→ **DATA LISTING**:
━━━━━━━━━━━━━━━━

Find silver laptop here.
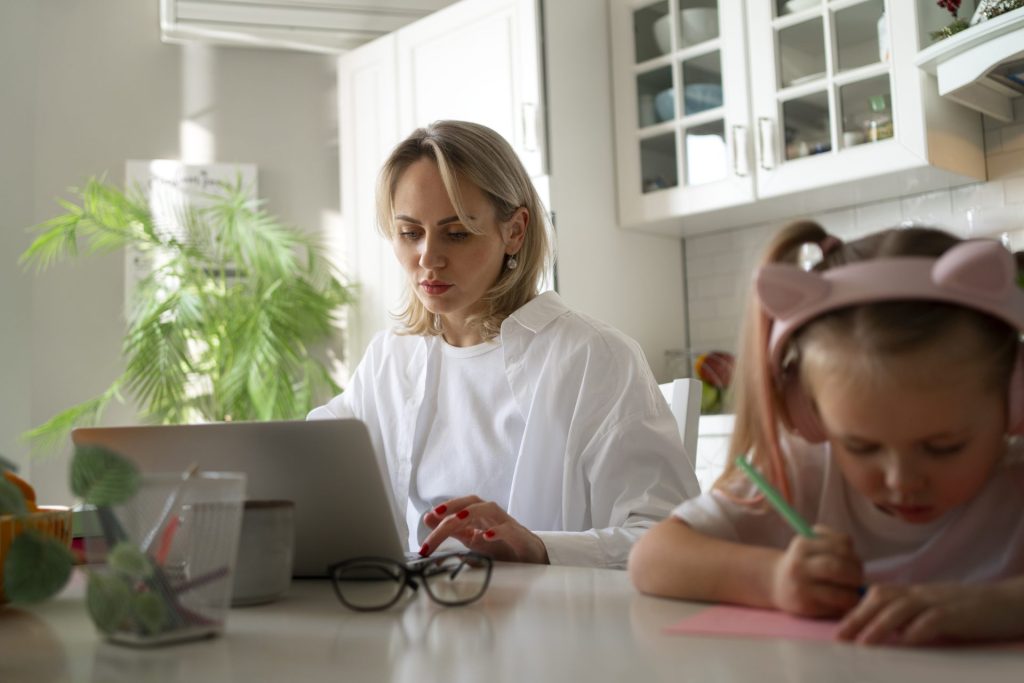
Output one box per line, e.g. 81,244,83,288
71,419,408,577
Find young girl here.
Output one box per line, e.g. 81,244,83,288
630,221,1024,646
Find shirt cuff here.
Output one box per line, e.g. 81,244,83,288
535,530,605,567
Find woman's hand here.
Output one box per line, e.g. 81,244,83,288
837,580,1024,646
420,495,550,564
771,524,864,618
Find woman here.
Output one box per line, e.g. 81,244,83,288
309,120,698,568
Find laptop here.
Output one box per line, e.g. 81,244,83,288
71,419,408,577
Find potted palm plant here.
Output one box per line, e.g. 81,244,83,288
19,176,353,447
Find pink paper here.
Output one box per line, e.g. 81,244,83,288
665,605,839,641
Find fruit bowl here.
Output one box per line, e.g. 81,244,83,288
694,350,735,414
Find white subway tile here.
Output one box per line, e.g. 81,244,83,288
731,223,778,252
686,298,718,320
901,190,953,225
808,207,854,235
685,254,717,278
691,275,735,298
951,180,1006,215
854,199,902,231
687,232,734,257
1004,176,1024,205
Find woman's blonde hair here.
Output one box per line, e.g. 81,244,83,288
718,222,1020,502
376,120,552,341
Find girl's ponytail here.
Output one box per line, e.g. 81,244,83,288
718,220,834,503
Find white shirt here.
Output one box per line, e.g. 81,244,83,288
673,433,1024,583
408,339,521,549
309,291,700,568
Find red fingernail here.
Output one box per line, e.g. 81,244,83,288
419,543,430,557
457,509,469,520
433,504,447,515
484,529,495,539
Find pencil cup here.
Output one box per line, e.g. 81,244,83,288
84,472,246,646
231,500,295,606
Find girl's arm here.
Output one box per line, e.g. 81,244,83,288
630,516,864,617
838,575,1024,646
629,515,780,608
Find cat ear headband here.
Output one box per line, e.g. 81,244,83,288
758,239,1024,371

━━━━━━━━━━━━━━━━

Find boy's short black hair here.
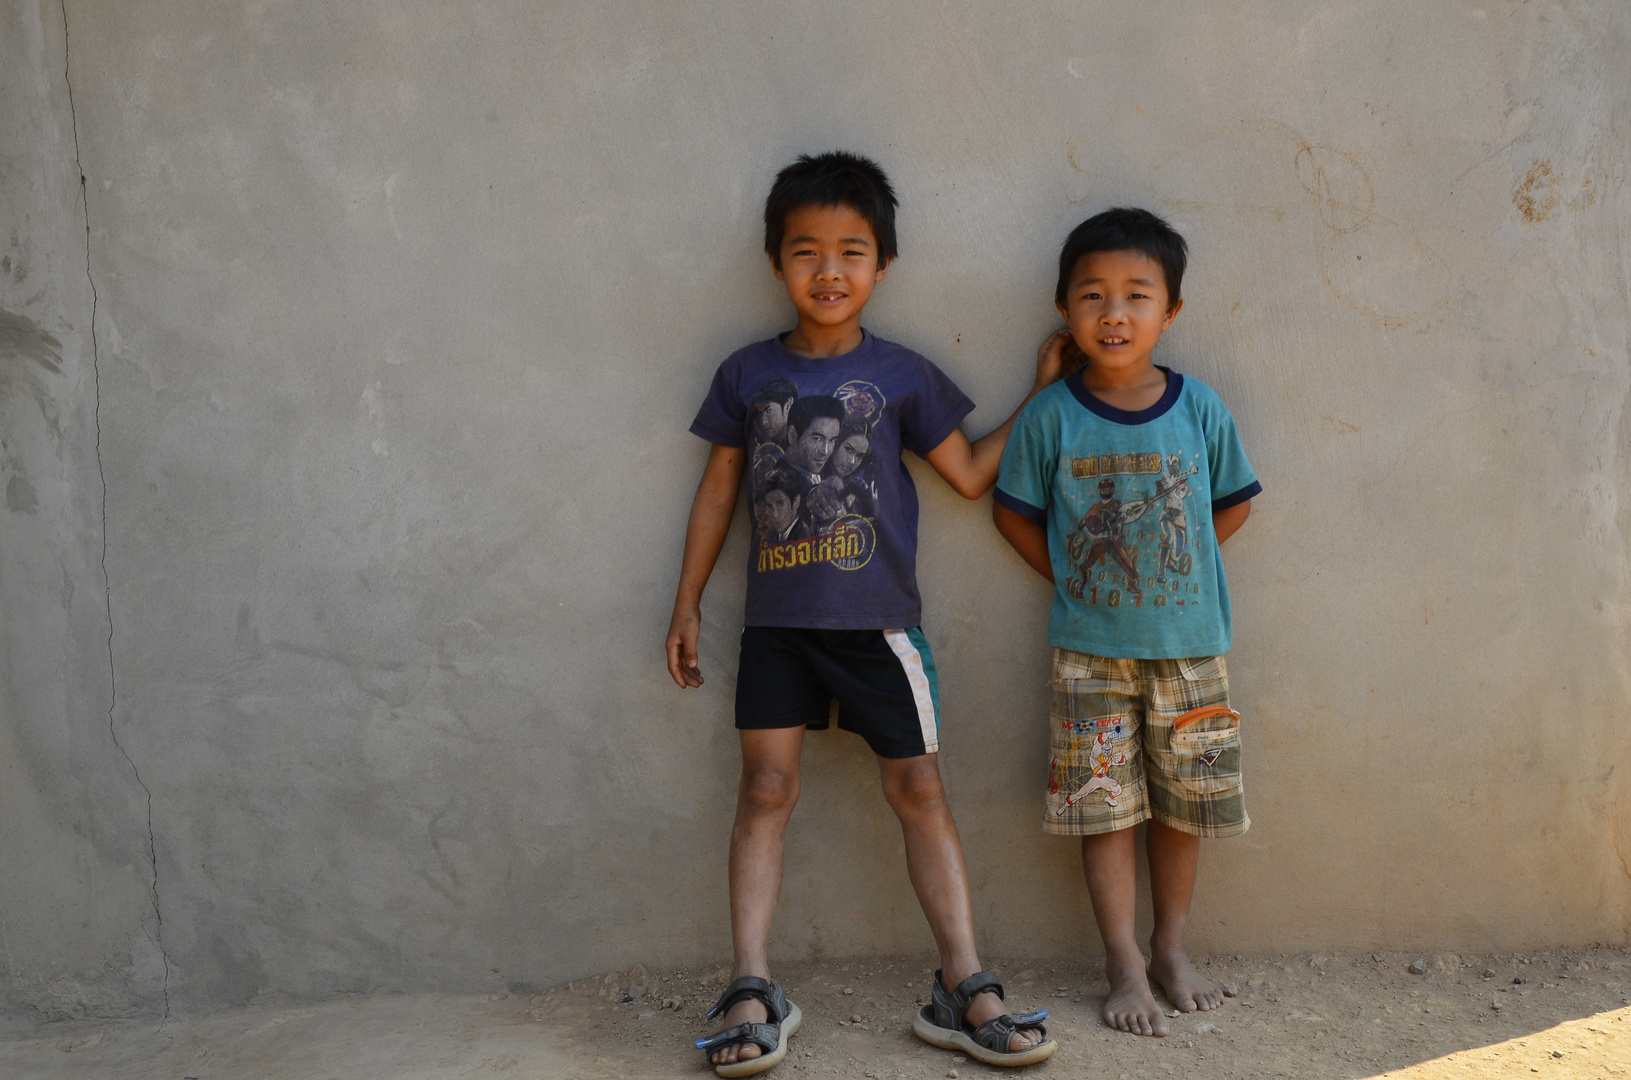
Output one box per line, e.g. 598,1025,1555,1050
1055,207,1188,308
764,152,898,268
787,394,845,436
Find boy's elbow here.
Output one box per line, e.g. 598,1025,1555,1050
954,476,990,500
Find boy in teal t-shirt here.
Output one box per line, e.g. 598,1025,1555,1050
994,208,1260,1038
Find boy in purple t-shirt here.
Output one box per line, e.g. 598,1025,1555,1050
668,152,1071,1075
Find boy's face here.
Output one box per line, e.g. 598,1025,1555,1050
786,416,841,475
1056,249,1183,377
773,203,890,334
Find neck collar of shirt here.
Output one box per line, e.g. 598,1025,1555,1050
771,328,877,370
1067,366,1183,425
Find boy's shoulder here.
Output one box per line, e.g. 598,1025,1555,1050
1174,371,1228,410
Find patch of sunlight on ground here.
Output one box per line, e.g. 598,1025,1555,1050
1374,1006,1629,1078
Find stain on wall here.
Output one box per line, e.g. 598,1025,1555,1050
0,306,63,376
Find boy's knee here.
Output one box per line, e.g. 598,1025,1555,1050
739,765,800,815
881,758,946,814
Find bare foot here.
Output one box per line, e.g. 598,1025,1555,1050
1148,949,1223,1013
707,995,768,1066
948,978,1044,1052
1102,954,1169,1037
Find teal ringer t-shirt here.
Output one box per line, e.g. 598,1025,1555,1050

━━━━━━━━━━━━━━━━

→ **EXERCISE BRIEF**: Where a line of the material holds the word "white", copy that line.

→ **EXPECTED ANSWER**:
Find white subway tile here.
Find white shirt here.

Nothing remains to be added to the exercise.